Source records:
#####

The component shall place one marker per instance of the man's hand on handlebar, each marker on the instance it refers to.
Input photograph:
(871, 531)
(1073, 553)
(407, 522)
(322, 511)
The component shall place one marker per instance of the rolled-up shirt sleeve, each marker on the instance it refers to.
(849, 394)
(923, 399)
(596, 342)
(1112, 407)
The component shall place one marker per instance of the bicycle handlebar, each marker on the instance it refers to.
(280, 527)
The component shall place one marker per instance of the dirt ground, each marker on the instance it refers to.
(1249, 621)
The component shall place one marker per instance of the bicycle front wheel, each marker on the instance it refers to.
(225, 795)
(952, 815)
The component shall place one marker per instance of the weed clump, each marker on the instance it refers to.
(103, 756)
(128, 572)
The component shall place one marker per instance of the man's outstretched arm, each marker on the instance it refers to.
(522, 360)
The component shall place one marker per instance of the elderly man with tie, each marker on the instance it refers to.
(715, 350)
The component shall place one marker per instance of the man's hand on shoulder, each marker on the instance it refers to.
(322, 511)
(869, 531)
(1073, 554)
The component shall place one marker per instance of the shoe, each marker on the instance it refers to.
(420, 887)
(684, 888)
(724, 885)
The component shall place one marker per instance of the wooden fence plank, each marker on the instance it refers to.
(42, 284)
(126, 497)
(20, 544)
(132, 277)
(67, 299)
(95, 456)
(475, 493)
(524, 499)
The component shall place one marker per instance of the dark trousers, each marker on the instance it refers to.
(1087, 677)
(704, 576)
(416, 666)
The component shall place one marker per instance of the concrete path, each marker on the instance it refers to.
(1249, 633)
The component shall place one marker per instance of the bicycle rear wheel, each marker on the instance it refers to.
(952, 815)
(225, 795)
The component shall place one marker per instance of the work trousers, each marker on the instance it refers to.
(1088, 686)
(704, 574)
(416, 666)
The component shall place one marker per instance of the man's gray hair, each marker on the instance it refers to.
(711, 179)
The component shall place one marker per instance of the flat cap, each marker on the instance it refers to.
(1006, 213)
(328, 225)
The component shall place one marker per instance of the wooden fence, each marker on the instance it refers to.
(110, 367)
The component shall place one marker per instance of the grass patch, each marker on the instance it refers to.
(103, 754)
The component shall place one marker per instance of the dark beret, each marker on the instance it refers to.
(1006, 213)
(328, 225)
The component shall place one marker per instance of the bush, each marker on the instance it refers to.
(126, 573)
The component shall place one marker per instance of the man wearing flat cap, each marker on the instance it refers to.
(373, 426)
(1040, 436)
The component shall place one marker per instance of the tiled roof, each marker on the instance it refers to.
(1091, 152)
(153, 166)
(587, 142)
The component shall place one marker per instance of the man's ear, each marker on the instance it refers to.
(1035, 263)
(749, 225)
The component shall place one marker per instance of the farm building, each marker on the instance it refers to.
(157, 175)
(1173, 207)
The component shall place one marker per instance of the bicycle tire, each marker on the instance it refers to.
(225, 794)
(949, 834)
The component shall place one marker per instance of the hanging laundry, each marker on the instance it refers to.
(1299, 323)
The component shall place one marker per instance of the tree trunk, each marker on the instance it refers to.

#####

§ WHAT YOU SHOULD DO: Rewrite all of the lines above as a numbered list, leaving out any blank lines.

§ PROBLEM SOLUTION:
1. The component shall place one marker per instance of the man's hand on handlebar, each marker on the instance it refers to.
2. Input photograph:
3. (871, 531)
4. (1073, 553)
5. (407, 522)
6. (322, 511)
7. The component shall place one marker per instance of the rolled-up shirt sleeve, each marker on the instance it refers to.
8. (849, 394)
9. (923, 399)
10. (596, 342)
11. (1112, 407)
12. The component shall place one marker per instance of the bicycle handlebar, each marker on the instance it refers to.
13. (280, 527)
14. The component shall place one marker per instance of the dirt ground, each marker on the instance it refers to.
15. (1249, 621)
16. The component shall place one marker per instance of the bicycle front wheel, each marker on the instance it refers to.
17. (225, 795)
18. (952, 815)
19. The component shall place one marker per instance of the weed clump, each marker on the instance it refers to.
20. (103, 756)
21. (128, 572)
22. The component shall place one marker per instance of the man's outstretched arm, each marker on the instance it refers to.
23. (522, 360)
24. The component shall place one marker per instance of the elderly man with tie, each marker on the instance it refers to.
25. (715, 350)
26. The component shall place one marker per instance of the man's hand on shoulder, each marker on the instance it refers to.
27. (322, 511)
28. (869, 531)
29. (1073, 554)
30. The component shall place one marker per instance of the shoe, each marker on the instance it refers to.
31. (420, 887)
32. (684, 888)
33. (724, 885)
34. The component shall place one marker per instance of the wooden fence plank, each marker on the instance it refers to.
35. (42, 284)
36. (126, 497)
37. (20, 544)
38. (132, 277)
39. (67, 299)
40. (95, 456)
41. (475, 493)
42. (524, 499)
43. The component shall place one marker per instance of the dark trousers, each marker on the instance it refers to.
44. (1087, 677)
45. (704, 576)
46. (416, 666)
47. The component shall place one marker per instance of the concrete path, each marker on the instance it refers to.
48. (1249, 633)
49. The component shall place one marker per instance of the bicycle rear wheel, each marker on the instance it refers to.
50. (952, 815)
51. (225, 795)
52. The component shall place one marker per instance of the work trousers, each marker on the instance it refers to.
53. (1088, 686)
54. (704, 574)
55. (416, 666)
56. The component shall place one marker per instance of the man's gray hair, each marker on the instance it refers to.
57. (711, 179)
58. The component shall place one marker per instance of the flat cap, each marker on the instance it refers to.
59. (1006, 213)
60. (328, 225)
61. The component shall place one marker per instance of the wooden fence, each marker on the instance it refers to.
62. (110, 367)
63. The component shall place one marker per instance of the grass patch, each marker on the instance it refers to.
64. (103, 754)
65. The component shall place one marker per instance of the dark beret, each marker on the instance it refers to.
66. (1006, 213)
67. (328, 225)
68. The component shall place one marker per instance of the bush, each marker on the instance it refers to.
69. (126, 573)
70. The component shall place one marker per instance of the man wearing flat cap, each marker on the instance it refers to.
71. (373, 426)
72. (1040, 436)
73. The component shall place one marker per instance of the tiled roof, each marker on the instance it refers to.
74. (1091, 152)
75. (153, 166)
76. (587, 142)
77. The component shall place one marker per instance of the man's ear, each marker on the instance it refers to.
78. (1035, 263)
79. (749, 225)
80. The component shall place one marker per instance of the farm building, each marker on the instance it refers to.
81. (157, 175)
82. (1173, 207)
83. The component shall place one marker per instance of the bicycle tire, each marker on the instance it refers to.
84. (225, 794)
85. (949, 834)
86. The component shall place one marker per instance of the hanging laundry, each marker on the instance it refers to.
87. (1299, 323)
88. The component shall place one marker per instance of the tree trunk, each marker on the instance it refers to.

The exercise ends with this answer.